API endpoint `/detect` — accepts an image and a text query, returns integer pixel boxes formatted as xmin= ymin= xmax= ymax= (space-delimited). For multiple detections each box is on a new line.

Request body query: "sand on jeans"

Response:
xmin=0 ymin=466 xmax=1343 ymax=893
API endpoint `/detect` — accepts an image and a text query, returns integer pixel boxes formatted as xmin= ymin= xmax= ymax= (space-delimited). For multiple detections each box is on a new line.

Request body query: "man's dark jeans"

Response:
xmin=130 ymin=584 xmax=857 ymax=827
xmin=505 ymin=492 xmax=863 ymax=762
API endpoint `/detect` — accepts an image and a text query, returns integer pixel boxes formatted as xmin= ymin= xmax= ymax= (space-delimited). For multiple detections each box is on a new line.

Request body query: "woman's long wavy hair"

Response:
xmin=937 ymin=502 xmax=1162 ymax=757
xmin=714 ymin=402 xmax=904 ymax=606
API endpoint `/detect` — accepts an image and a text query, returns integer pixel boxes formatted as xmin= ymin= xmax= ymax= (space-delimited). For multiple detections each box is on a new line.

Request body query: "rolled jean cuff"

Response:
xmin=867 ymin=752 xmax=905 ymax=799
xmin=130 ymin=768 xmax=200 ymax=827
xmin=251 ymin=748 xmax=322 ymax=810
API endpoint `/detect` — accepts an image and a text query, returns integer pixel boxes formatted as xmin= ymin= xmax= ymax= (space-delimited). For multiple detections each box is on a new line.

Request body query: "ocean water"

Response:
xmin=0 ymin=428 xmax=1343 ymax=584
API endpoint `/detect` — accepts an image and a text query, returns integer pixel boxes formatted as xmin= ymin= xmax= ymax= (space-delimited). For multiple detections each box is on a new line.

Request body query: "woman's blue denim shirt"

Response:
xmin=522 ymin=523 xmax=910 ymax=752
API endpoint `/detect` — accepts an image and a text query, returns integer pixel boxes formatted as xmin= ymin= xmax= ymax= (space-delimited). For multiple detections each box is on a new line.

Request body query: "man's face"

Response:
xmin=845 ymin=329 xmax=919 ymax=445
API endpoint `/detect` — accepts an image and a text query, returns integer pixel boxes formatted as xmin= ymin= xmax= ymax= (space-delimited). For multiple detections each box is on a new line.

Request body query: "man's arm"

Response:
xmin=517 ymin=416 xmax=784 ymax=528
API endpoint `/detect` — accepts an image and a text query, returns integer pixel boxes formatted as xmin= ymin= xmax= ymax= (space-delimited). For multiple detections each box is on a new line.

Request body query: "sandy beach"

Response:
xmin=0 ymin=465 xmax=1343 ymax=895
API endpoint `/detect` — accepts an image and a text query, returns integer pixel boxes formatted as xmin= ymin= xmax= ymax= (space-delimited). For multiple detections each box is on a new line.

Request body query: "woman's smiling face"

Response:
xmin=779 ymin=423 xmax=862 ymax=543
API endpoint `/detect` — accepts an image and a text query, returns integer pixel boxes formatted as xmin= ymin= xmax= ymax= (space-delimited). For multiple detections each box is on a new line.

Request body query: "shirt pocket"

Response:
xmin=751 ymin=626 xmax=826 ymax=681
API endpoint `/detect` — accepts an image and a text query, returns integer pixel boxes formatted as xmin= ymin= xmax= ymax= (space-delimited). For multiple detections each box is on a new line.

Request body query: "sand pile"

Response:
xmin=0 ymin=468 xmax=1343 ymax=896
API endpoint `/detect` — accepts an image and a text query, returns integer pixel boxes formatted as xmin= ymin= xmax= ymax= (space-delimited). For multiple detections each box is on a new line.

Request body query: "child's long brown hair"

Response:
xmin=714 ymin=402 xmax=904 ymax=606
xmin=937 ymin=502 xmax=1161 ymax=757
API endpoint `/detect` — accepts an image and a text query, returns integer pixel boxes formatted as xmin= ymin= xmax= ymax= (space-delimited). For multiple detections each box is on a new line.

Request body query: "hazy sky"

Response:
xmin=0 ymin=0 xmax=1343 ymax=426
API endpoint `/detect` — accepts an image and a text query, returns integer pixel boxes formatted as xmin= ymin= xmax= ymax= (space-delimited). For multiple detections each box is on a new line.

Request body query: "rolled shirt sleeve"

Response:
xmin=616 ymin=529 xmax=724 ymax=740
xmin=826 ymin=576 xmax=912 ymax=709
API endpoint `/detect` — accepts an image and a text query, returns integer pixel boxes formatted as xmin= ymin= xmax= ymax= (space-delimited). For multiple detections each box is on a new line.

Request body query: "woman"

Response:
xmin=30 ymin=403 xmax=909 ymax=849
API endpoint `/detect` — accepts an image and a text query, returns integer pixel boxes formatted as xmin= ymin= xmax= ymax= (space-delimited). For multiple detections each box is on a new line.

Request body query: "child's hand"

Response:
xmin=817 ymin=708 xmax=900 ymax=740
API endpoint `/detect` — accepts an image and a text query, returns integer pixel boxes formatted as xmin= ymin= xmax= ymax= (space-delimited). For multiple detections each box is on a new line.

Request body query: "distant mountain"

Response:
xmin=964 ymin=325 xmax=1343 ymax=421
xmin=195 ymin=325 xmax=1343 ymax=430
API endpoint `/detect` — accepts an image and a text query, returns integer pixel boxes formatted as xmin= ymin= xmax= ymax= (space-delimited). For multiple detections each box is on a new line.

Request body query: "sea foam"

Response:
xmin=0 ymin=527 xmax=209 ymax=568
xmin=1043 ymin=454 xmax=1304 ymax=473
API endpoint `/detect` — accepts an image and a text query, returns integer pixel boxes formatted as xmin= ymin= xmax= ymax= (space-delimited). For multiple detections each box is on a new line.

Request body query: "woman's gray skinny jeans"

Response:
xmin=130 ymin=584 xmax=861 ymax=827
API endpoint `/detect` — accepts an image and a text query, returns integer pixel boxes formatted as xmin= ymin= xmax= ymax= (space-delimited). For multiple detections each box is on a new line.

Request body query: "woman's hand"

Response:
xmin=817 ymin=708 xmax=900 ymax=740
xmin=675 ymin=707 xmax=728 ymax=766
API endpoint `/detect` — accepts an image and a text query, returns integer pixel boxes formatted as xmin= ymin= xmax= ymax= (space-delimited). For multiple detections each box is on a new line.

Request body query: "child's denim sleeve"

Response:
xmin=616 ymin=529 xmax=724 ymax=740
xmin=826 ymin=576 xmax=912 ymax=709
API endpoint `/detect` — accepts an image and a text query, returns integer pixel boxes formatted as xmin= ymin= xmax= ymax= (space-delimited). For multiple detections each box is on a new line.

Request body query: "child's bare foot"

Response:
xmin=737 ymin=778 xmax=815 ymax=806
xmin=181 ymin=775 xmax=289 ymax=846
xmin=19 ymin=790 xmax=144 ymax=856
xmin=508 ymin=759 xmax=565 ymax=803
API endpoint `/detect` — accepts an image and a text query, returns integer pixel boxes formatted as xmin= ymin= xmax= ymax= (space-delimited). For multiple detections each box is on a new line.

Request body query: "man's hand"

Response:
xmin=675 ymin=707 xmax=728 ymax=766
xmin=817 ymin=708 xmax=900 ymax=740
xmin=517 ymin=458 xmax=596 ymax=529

****

Copy the lines verbatim, running from the start of the entries through the line that contains "xmin=251 ymin=748 xmax=322 ymax=810", including that line.

### OUTPUT OF THE TASK:
API endpoint `/detect` — accepts an image and a text query, returns integer pixel boxes formatted as xmin= ymin= xmax= ymax= (space-delimited). For multiple detections each box is on a new line.

Request body query: "sand on jeans"

Response:
xmin=0 ymin=466 xmax=1343 ymax=893
API endpoint `/detect` — accepts an image and a text query, returns integer pixel boxes formatted as xmin= ymin= xmax= ymax= (space-delimited). For multiple detections each box is on a new line.

Request body query: "man's dark jeans"

Response:
xmin=130 ymin=584 xmax=857 ymax=827
xmin=505 ymin=492 xmax=863 ymax=762
API endpoint `/detect` — accepts an image and a text query, returns integer pixel boxes formatted as xmin= ymin= xmax= ymax= (space-delimited). For multiple detections each box is on a new line.

Request body query: "woman's long wavy hair"

Response:
xmin=937 ymin=502 xmax=1162 ymax=757
xmin=714 ymin=402 xmax=904 ymax=606
API endpoint `/detect` — accepts an image and a text query, returns integer pixel boxes formatted as xmin= ymin= xmax= ymax= (space-delimited). For multiple detections each box is on a new line.

Request body query: "rolled jean cuff"

Response:
xmin=867 ymin=752 xmax=905 ymax=799
xmin=130 ymin=768 xmax=200 ymax=827
xmin=251 ymin=748 xmax=322 ymax=810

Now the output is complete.